Repeat the passage about musicians balancing performing with caring for their young children, word for word and in full.

> PAGE EXTRACT
# # # # #

They took Amasa’s arrival in stride, Julia agreed. “The momentum of being a musician was still fully rolling and parenthood maybe hadn’t completely settled in yet,” she said. “We actually recorded an album from when (Amasa) was three months to six months old. We did it in the basement studio while the babysitter was playing with our son two floors above us.”
But that was harder to do when Maple arrived. “It was more of a slowdown.” Still, Julia was up to the challenge. “I remember playing an overnight show, and I got a bucket of ice to put in our room — I was pumping milk before and after the concert. You just keep doing it. You find a way.”
Beth Savage Marchese was singing regularly in a band with her son Elliott’s father when Elliott was an infant.
“It was really hard to coordinate babysitters. I was always calling around and finding people to watch him, and with shows, it was sometimes at really odd hours.”

# # # # #

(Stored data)
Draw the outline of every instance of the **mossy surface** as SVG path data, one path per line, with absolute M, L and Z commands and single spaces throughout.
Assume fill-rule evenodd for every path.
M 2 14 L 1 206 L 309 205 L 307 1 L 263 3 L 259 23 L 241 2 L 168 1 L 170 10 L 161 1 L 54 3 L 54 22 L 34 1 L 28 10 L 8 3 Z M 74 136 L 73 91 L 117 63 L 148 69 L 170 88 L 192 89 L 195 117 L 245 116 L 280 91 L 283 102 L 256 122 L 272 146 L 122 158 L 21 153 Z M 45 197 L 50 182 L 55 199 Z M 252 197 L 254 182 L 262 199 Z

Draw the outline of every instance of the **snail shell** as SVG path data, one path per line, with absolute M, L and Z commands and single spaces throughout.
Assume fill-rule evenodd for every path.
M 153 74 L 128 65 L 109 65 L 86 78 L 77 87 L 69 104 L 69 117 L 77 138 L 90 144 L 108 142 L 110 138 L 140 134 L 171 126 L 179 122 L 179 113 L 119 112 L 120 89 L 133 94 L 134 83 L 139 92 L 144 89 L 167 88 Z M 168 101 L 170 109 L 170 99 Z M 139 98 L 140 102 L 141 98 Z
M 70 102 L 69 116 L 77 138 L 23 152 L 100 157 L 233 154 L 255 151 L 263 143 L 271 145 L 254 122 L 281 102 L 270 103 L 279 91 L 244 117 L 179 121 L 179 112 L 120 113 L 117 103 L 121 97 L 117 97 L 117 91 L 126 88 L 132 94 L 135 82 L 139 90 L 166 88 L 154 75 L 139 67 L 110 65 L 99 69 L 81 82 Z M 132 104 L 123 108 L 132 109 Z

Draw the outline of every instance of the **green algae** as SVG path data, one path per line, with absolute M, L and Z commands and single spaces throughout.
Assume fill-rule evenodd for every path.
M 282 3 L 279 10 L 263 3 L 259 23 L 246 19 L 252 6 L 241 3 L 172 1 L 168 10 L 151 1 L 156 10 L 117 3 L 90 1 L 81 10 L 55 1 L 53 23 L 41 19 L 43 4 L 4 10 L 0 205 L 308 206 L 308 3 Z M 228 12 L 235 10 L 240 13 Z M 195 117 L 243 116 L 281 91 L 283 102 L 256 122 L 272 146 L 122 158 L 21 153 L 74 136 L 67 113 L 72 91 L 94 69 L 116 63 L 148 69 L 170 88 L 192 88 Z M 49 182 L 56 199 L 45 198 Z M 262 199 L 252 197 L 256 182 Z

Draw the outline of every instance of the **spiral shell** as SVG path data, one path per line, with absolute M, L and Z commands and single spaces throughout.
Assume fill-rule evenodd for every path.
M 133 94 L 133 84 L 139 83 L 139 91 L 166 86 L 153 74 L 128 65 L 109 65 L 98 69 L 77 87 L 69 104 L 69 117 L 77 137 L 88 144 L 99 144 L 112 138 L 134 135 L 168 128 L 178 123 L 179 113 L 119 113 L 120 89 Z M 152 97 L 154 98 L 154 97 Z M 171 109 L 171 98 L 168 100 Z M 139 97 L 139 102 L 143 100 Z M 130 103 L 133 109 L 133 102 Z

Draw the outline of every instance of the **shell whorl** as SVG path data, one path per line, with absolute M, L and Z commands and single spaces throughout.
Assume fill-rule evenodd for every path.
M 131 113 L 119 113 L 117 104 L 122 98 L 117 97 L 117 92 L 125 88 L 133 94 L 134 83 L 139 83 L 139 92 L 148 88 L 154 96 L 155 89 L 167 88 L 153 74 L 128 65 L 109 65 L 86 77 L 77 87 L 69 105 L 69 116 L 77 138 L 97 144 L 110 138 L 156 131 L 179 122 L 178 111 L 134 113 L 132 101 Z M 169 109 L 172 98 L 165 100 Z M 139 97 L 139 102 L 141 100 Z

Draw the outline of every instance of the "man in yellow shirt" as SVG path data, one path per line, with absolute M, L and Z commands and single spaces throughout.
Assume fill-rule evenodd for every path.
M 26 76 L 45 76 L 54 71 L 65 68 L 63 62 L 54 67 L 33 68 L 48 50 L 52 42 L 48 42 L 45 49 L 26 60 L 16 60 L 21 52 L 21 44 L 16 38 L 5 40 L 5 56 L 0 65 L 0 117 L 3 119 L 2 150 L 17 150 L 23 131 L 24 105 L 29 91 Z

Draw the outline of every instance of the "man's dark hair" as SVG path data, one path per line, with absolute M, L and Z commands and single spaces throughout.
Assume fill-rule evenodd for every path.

# # # # #

> TASK RESPONSE
They took Amasa’s arrival in stride, Julia agreed. “The momentum of being a musician was still fully rolling and parenthood maybe hadn’t completely settled in yet,” she said. “We actually recorded an album from when (Amasa) was three months to six months old. We did it in the basement studio while the babysitter was playing with our son two floors above us.”
But that was harder to do when Maple arrived. “It was more of a slowdown.” Still, Julia was up to the challenge. “I remember playing an overnight show, and I got a bucket of ice to put in our room — I was pumping milk before and after the concert. You just keep doing it. You find a way.”
Beth Savage Marchese was singing regularly in a band with her son Elliott’s father when Elliott was an infant.
“It was really hard to coordinate babysitters. I was always calling around and finding people to watch him, and with shows, it was sometimes at really odd hours.”